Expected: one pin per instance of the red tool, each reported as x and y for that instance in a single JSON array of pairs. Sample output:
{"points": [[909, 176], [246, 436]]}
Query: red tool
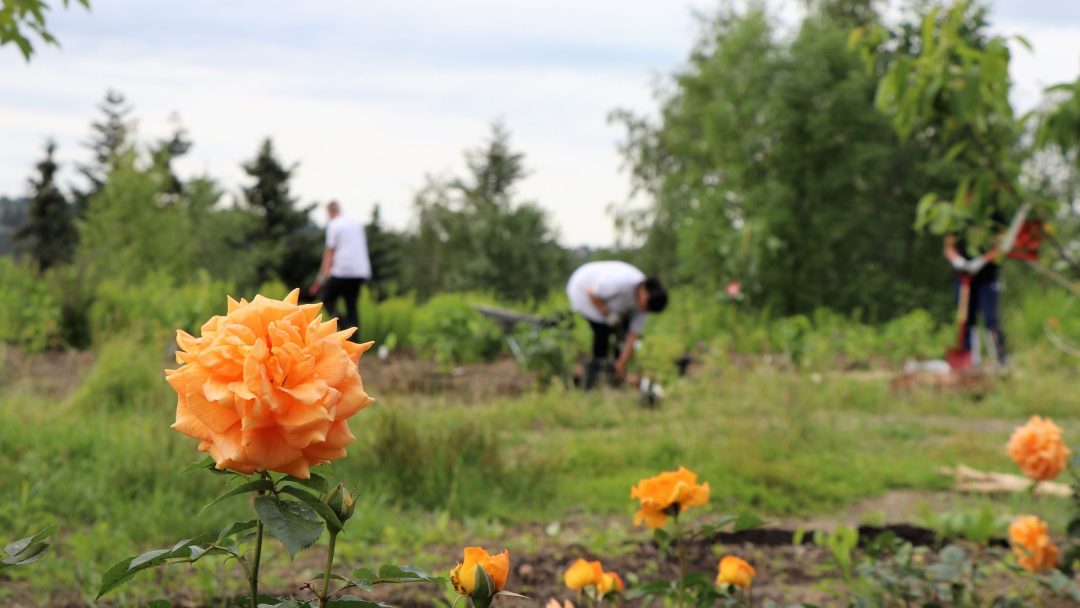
{"points": [[959, 357]]}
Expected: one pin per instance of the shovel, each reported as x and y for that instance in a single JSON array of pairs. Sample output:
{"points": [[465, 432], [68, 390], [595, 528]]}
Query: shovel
{"points": [[959, 357]]}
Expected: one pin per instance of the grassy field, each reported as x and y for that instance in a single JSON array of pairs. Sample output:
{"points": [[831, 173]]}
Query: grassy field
{"points": [[85, 443]]}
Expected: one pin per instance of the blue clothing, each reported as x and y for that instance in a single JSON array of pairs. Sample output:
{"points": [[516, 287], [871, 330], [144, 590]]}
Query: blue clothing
{"points": [[985, 300]]}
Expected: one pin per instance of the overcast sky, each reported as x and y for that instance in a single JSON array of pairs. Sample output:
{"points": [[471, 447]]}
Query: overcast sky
{"points": [[370, 96]]}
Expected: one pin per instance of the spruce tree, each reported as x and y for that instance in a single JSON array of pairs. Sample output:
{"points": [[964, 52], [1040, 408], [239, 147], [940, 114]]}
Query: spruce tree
{"points": [[289, 243], [111, 133], [49, 233]]}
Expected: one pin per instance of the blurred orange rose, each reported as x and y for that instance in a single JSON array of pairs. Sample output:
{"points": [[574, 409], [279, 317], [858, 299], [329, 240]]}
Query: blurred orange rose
{"points": [[463, 576], [583, 573], [736, 571], [269, 387], [667, 494], [1038, 448], [1031, 543]]}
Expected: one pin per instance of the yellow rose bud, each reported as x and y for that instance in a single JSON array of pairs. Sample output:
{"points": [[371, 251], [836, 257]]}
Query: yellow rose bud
{"points": [[497, 567], [736, 571], [667, 494], [582, 573], [1031, 543], [1038, 448]]}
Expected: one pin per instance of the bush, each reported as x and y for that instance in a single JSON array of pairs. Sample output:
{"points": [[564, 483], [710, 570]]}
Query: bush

▶ **Task details**:
Starting with the line that contains "Expected: one pin per instance of the overcast" and going on through the last of the lines, write those lines out again in full, shifting every coordinate in the answers by adding 123 to it. Change no other numbers.

▶ **Result below**:
Expected: one pin per instance of the overcast sky, each reported as x and y for that instance in a single JSON array of pairs. Sample output:
{"points": [[471, 447]]}
Query: overcast sky
{"points": [[493, 219]]}
Expected: one pin per instance of the spruce tree, each reported as x and y for that instance in a single JSON array of pairs. Sample output:
{"points": [[964, 52], [1040, 408], [239, 147], [940, 114]]}
Query: spruce tree
{"points": [[412, 366], [234, 256], [172, 356]]}
Expected: one pin per instance of the blurred orange rose, each reported as x and y for that instance in a single JSON array of pairs. Sample output:
{"points": [[574, 409], [279, 317], [858, 299], [329, 240]]}
Query: blurred orange rose
{"points": [[586, 699], [706, 696], [859, 694], [392, 510], [790, 617], [1161, 571], [1154, 666]]}
Expected: one pin per instance of the yellow rose bud, each reported as x and y for that instance in a single JSON array of pairs. Sample output:
{"points": [[371, 251], [836, 257]]}
Query: yellow rose bud
{"points": [[620, 690], [859, 694], [790, 617], [705, 696], [1154, 666], [1161, 571]]}
Expected: one pin per instance of the bush, each reported as x and y for that instance in a single JSON array of pairs. Sample output:
{"points": [[564, 483], [710, 570]]}
Query: bush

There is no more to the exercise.